Written task: Copy the rows from their start through the line containing "positive clicks: (179, 64)", switching every "clicks" to "points" and changing nothing else. Leave the pictures out of your copy.
◇ ◇ ◇ ◇ ◇ ◇ ◇
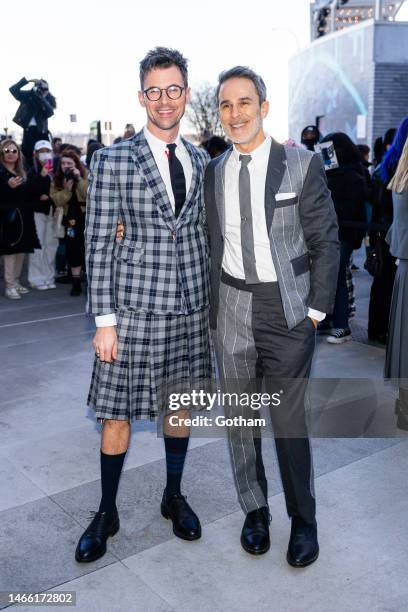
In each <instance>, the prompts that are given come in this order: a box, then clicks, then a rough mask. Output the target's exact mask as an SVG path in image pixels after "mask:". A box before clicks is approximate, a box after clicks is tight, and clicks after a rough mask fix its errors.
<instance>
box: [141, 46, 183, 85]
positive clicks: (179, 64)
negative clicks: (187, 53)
mask: <svg viewBox="0 0 408 612" xmlns="http://www.w3.org/2000/svg"><path fill="white" fill-rule="evenodd" d="M171 66H176V67H177V68H178V69H179V70H180V72H181V74H182V75H183V81H184V86H185V87H188V71H187V60H186V58H185V57H183V55H182V54H181V53H180V51H177V50H176V49H169V48H168V47H155V48H154V49H152V50H151V51H149V52H148V53H147V54H146V55H145V57H144V58H143V59H142V61H141V62H140V72H139V76H140V86H141V88H142V89H143V83H144V79H145V76H146V74H147V73H148V72H150V70H153V69H154V68H170V67H171Z"/></svg>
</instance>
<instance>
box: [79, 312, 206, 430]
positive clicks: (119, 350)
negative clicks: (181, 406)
mask: <svg viewBox="0 0 408 612" xmlns="http://www.w3.org/2000/svg"><path fill="white" fill-rule="evenodd" d="M116 317H117V336H118V358H117V359H116V361H114V362H113V363H106V362H102V361H100V360H99V359H97V358H96V357H95V361H94V367H93V372H92V380H91V386H90V390H89V395H88V406H90V407H91V408H93V409H94V411H95V414H96V417H97V418H98V419H117V420H129V421H130V422H132V421H135V420H142V419H147V420H150V421H154V420H156V418H157V417H158V416H159V415H160V414H163V413H165V412H167V406H168V397H169V394H170V393H173V392H182V393H183V392H189V391H191V390H192V389H193V388H194V389H201V388H203V387H204V386H207V385H209V384H211V381H213V380H214V379H215V359H214V352H213V347H212V342H211V336H210V332H209V324H208V309H204V310H201V311H198V312H193V313H191V314H188V315H175V314H169V315H156V314H152V313H144V312H133V311H129V310H126V311H120V312H118V313H116Z"/></svg>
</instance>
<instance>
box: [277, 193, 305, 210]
mask: <svg viewBox="0 0 408 612" xmlns="http://www.w3.org/2000/svg"><path fill="white" fill-rule="evenodd" d="M277 195H279V194H276V196H277ZM276 196H275V202H276V205H275V206H276V208H283V207H284V206H293V204H297V202H298V199H299V198H298V197H297V195H295V196H292V197H291V198H280V199H278V198H277V197H276Z"/></svg>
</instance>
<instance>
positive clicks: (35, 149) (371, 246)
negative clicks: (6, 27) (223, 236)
mask: <svg viewBox="0 0 408 612" xmlns="http://www.w3.org/2000/svg"><path fill="white" fill-rule="evenodd" d="M29 82H30V81H28V80H27V79H25V78H23V79H21V80H20V81H19V82H18V83H16V84H15V85H13V86H12V87H11V88H10V92H11V93H12V95H13V96H14V97H15V98H16V99H17V100H18V101H19V102H20V106H19V109H18V111H17V113H16V116H15V118H14V120H15V122H16V123H17V124H18V125H20V126H21V127H22V128H23V139H22V144H21V146H19V145H18V144H17V142H15V140H13V139H10V138H5V139H3V140H2V141H1V144H0V211H1V213H0V254H1V255H3V256H4V277H5V296H6V297H7V298H9V299H21V296H22V295H24V294H25V293H27V292H28V291H29V288H28V287H25V286H23V285H22V283H21V280H20V276H21V271H22V266H23V262H24V256H25V254H28V284H29V286H30V288H33V289H37V290H40V291H42V290H46V289H53V288H55V287H56V285H55V278H56V277H57V280H62V279H66V277H67V276H68V279H69V280H70V281H71V295H72V296H78V295H80V294H81V293H82V287H81V283H82V282H83V281H84V280H85V278H86V276H85V269H84V266H85V262H84V237H83V233H84V224H85V210H86V192H87V173H88V168H89V166H90V163H91V159H92V155H93V153H94V152H95V151H96V150H98V149H99V148H101V147H102V146H103V145H102V143H100V142H97V141H96V140H94V139H91V140H89V142H88V145H87V150H86V152H85V153H84V154H82V151H81V150H80V149H79V148H78V147H76V146H74V145H72V144H67V143H63V142H62V140H61V139H60V138H58V137H56V138H53V139H50V137H49V131H48V118H49V117H50V116H52V114H53V112H54V109H55V108H56V100H55V97H54V96H53V95H52V94H51V93H50V91H49V87H48V83H47V82H46V81H45V80H44V79H32V82H33V87H32V89H31V90H29V91H24V90H22V88H23V87H24V86H25V85H27V84H28V83H29ZM135 133H136V131H135V128H134V126H133V125H132V124H130V123H128V124H127V125H126V126H125V130H124V134H123V136H120V137H118V138H116V139H115V142H121V141H122V140H125V139H128V138H132V137H133V136H134V135H135ZM407 135H408V117H407V118H405V119H404V121H403V122H402V123H401V125H400V127H399V128H398V129H395V128H391V129H389V130H388V131H387V132H386V134H385V135H384V137H380V138H377V140H376V142H375V144H374V148H373V156H372V159H371V160H370V148H369V147H368V146H367V145H361V144H360V145H356V144H354V143H353V141H352V140H351V139H350V138H349V136H347V135H346V134H345V133H341V132H336V133H331V134H327V135H325V136H323V135H322V134H321V133H320V132H319V129H318V127H317V126H315V125H308V126H306V127H305V128H304V129H303V130H302V133H301V135H300V146H303V147H305V148H307V149H309V150H311V151H314V150H315V147H316V145H317V146H319V145H320V144H323V143H330V144H331V145H332V147H333V148H334V151H335V156H336V162H337V163H336V164H335V165H333V164H330V165H326V174H327V180H328V185H329V189H330V191H331V194H332V198H333V201H334V205H335V209H336V213H337V217H338V222H339V239H340V242H341V259H340V272H339V277H338V286H337V293H336V300H335V307H334V311H333V313H332V314H331V315H330V316H327V317H326V319H325V320H324V321H323V322H321V323H320V324H319V332H320V333H322V334H327V341H328V342H329V343H332V344H341V343H343V342H346V341H348V340H350V339H351V338H352V335H351V330H350V326H349V319H350V318H351V317H352V316H353V315H354V312H355V303H354V284H353V277H352V270H353V268H356V266H354V265H353V251H354V250H357V249H359V248H360V247H361V245H362V243H363V241H364V243H365V245H366V255H367V260H366V264H365V267H366V269H367V270H368V271H369V272H370V274H372V276H373V282H372V287H371V292H370V303H369V321H368V336H369V339H370V340H371V341H375V342H379V343H381V344H385V343H386V340H387V334H388V325H389V317H390V308H391V298H392V292H393V286H394V278H395V272H396V265H395V263H396V258H395V257H394V256H393V255H392V253H391V252H390V249H389V245H388V242H387V240H386V236H387V233H388V231H389V229H390V227H391V224H392V221H393V203H392V190H391V189H390V182H391V180H392V179H393V176H394V174H395V172H396V169H397V165H398V161H399V159H400V157H401V155H402V151H403V147H404V144H405V142H406V139H407ZM288 143H291V144H293V145H296V144H297V143H296V142H295V141H288ZM288 143H287V144H288ZM201 146H202V147H203V148H205V149H206V150H207V152H208V153H209V155H210V157H211V158H214V157H216V156H218V155H220V154H222V153H223V152H224V151H225V150H226V149H227V148H228V146H229V144H228V142H227V141H226V140H224V139H223V138H221V137H219V136H212V135H208V137H207V138H205V139H203V140H202V143H201ZM59 277H61V278H59Z"/></svg>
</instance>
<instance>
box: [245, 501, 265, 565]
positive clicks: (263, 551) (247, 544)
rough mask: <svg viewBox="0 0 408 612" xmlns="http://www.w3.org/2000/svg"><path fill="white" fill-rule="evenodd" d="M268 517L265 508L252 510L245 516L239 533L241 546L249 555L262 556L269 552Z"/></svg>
mask: <svg viewBox="0 0 408 612" xmlns="http://www.w3.org/2000/svg"><path fill="white" fill-rule="evenodd" d="M269 523H270V515H269V509H268V507H267V506H263V507H262V508H258V509H257V510H252V512H248V514H247V515H246V519H245V522H244V526H243V527H242V532H241V546H242V548H243V549H244V550H246V552H248V553H249V554H251V555H263V554H264V553H266V552H267V551H268V550H269V547H270V545H271V540H270V537H269Z"/></svg>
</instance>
◇ ◇ ◇ ◇ ◇ ◇ ◇
Your solution:
In each <instance>, the prompts that are given come in this order: a box, then points, then a rough mask. Output the target's exact mask as an SVG path in image pixels after "mask:". A box before points is approximate, a box after points is tight, and points after a rough mask fix its errors.
<instance>
box: [141, 46, 183, 85]
positive points: (179, 64)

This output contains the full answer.